START Extract
SAN DIEGO — San Diego County’s case rate remained below 100 per 100,000 residents for the eighth consecutive day Wednesday. All schools remain on track to reopen September 1, if the numbers hold and their districts decide to reopen.
The county reported a case rate of 85.2 Wednesday. The rate peaked at 158.5 on July 23. Public health officials reported 212 new COVID-19 cases and five additional deaths Wednesday, raising the region's totals to 35,376 cases and 638 deaths.
“The goal is to keep it down and to keep it below. This is not a finish line. It’s merely a way point in the marathon around coronavirus,” said Supervisor Nathan Fletcher.
San Diego was the second county to get off the state’s watch list and the most populous as of Wednesday. It could return to the monitoring list if it exceeds any one of six different metrics for three consecutive days. Those metrics are the case rate, the percentage of positive tests, the average number of tests a county is able to perform daily, changes in the number of hospitalized patients and the percentage of ventilators and intensive care beds available. All remained within state limits Wednesday.
END Extract
START Entries provided
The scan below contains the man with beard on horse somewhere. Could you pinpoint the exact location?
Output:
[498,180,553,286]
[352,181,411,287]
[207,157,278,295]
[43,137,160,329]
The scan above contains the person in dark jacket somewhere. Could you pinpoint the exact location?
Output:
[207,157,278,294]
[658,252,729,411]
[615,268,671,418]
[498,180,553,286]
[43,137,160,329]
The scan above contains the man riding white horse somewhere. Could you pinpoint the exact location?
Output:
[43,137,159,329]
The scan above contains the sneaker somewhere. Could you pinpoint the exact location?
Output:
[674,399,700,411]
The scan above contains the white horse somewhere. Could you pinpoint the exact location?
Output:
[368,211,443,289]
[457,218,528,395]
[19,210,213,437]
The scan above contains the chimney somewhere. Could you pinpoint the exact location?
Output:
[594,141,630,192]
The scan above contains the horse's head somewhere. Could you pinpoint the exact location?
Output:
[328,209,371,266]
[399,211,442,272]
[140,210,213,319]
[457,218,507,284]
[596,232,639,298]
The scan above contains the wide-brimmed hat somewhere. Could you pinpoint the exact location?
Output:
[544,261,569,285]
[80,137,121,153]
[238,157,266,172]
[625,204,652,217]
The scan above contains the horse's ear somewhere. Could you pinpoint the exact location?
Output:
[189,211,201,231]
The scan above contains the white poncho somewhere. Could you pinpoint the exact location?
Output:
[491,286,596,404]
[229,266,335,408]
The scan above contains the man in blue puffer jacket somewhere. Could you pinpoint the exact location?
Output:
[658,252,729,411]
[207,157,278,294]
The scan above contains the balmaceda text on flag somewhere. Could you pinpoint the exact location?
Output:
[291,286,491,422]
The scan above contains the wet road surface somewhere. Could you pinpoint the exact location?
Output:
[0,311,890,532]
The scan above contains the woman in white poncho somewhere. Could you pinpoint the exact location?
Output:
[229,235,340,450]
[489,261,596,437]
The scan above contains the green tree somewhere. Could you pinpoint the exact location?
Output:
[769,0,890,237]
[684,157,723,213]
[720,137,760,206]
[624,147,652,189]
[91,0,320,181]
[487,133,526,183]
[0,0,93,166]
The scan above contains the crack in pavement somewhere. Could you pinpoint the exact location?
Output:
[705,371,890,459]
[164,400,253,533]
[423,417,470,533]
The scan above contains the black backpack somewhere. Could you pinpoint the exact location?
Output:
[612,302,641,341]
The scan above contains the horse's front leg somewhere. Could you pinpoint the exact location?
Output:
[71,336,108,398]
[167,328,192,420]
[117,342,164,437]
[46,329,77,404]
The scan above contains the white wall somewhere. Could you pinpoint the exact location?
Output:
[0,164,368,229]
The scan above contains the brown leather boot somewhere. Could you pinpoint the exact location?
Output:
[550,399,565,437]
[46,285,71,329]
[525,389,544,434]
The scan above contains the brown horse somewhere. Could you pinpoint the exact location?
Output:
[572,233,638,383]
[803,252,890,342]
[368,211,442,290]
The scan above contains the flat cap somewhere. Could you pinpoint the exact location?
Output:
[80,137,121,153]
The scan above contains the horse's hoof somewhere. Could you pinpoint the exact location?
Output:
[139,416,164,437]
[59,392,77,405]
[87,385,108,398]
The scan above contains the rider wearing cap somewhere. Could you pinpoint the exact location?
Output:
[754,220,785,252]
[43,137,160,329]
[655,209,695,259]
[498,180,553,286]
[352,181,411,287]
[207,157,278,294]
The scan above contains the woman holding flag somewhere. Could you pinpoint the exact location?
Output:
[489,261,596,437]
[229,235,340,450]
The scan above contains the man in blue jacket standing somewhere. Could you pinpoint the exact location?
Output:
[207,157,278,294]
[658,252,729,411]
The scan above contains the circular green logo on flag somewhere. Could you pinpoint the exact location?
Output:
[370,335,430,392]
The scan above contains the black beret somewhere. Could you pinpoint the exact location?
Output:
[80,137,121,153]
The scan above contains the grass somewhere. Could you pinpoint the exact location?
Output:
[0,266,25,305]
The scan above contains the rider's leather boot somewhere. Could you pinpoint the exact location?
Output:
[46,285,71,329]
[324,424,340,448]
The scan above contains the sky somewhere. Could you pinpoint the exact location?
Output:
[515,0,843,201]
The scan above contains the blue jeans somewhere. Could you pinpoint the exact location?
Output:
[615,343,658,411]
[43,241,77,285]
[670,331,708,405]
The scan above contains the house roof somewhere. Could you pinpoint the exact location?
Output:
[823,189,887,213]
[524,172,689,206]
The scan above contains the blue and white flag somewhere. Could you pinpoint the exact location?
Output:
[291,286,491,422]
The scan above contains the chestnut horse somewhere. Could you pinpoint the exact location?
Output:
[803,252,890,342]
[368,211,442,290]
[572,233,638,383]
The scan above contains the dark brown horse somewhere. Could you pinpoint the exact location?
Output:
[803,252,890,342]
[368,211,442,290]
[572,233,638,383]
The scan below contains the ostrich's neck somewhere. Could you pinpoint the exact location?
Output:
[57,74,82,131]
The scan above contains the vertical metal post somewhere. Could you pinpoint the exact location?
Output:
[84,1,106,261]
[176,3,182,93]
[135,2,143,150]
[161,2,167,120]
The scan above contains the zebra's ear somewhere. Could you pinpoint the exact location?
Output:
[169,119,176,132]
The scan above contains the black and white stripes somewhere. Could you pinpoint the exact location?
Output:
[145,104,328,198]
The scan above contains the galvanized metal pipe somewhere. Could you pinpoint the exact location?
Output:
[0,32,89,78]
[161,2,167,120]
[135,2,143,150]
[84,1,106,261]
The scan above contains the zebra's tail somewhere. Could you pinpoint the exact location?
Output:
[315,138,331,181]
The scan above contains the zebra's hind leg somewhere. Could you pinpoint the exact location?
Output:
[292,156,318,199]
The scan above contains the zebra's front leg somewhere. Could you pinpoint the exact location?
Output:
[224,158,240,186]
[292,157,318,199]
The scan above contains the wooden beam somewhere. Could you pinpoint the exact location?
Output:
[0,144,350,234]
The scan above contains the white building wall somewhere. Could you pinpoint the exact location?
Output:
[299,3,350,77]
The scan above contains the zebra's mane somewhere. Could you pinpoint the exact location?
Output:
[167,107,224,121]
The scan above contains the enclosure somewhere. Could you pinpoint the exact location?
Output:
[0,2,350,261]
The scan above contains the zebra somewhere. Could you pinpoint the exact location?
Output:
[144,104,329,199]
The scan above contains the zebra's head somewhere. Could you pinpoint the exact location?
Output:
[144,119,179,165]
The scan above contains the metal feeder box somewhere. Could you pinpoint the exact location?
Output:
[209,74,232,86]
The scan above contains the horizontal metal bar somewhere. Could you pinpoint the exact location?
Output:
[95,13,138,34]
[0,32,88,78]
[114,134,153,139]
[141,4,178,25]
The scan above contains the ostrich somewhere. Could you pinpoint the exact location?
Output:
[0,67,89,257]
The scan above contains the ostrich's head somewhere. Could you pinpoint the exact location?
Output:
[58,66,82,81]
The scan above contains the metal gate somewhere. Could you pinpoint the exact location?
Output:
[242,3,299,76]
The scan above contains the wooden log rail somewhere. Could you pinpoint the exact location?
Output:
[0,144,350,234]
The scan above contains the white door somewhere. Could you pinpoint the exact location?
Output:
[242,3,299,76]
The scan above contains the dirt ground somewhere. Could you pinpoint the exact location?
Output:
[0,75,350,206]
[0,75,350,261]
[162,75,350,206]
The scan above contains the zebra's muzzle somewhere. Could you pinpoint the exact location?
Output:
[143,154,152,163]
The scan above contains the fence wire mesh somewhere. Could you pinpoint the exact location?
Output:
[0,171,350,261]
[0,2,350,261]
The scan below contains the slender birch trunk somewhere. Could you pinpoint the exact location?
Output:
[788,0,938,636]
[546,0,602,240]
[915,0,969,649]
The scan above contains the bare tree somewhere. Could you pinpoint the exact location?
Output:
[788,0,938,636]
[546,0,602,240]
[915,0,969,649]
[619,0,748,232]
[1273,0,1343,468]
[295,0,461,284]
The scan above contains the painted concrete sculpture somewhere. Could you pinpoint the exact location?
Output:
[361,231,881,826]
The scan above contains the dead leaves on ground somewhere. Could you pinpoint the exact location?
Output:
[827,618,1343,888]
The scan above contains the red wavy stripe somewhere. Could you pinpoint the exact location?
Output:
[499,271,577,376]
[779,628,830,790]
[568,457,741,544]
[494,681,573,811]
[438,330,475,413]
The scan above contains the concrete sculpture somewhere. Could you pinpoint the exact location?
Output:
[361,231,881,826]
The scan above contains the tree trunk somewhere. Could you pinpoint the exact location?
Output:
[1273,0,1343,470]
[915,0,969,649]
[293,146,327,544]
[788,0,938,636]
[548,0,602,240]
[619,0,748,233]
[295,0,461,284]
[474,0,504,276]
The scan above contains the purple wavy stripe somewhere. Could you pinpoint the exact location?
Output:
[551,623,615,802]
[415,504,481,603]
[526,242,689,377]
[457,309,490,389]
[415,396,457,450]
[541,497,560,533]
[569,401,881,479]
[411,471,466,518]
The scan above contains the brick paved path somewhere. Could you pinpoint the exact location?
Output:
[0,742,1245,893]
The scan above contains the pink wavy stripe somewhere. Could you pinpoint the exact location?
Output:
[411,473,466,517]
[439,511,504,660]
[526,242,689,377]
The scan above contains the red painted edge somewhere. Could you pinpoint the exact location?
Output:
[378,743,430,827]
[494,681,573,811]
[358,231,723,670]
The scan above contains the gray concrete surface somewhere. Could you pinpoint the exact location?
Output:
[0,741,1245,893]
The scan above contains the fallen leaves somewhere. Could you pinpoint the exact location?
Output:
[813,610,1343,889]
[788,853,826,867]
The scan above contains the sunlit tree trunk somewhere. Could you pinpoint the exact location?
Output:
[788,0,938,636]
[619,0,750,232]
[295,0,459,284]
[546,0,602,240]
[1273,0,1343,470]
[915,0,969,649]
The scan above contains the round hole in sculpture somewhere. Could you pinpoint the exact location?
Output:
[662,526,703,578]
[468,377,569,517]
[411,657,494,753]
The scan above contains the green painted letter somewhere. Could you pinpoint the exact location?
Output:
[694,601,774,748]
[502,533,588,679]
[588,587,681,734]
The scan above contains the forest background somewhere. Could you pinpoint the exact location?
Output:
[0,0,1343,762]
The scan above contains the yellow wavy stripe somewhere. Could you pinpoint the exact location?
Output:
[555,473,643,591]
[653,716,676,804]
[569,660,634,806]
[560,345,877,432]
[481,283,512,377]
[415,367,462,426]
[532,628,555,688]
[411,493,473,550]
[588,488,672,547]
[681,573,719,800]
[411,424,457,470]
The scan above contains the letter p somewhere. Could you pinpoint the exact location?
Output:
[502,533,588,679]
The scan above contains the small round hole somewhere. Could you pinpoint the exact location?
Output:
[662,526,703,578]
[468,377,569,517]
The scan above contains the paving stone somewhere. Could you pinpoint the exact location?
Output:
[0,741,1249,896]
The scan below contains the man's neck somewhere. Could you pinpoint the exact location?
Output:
END Entries provided
→ Check your understanding:
(a) Answer these questions from the report on San Diego County's COVID-19 case rate, one line each:
(i) What case rate did the county report Wednesday?
(ii) On what date did the rate peak, and at what figure?
(iii) How many new deaths did public health officials report Wednesday?
(b) Summarize the report on San Diego County's COVID-19 case rate in two sentences.
(c) Using the report on San Diego County's COVID-19 case rate, explain in one to three sentences what could put the county back on the state's monitoring list.

→ Task-by-task answers:
(a)
(i) 85.2
(ii) July 23, at 158.5
(iii) Five

(b) San Diego County's case rate stayed below 100 per 100,000 residents for the eighth consecutive day Wednesday, at 85.2, down from a peak of 158.5 on July 23, which keeps all schools on track to reopen September 1 if the numbers hold and their districts choose to reopen. The county was the second to get off the state's watch list, but it could return if it exceeds any one of six metrics for three consecutive days.

(c) The county could return to the list if it exceeds any one of six metrics for three consecutive days. Those metrics are the case rate, the percentage of positive tests, the average number of tests it can perform daily, changes in the number of hospitalized patients, and the percentage of ventilators and intensive care beds available.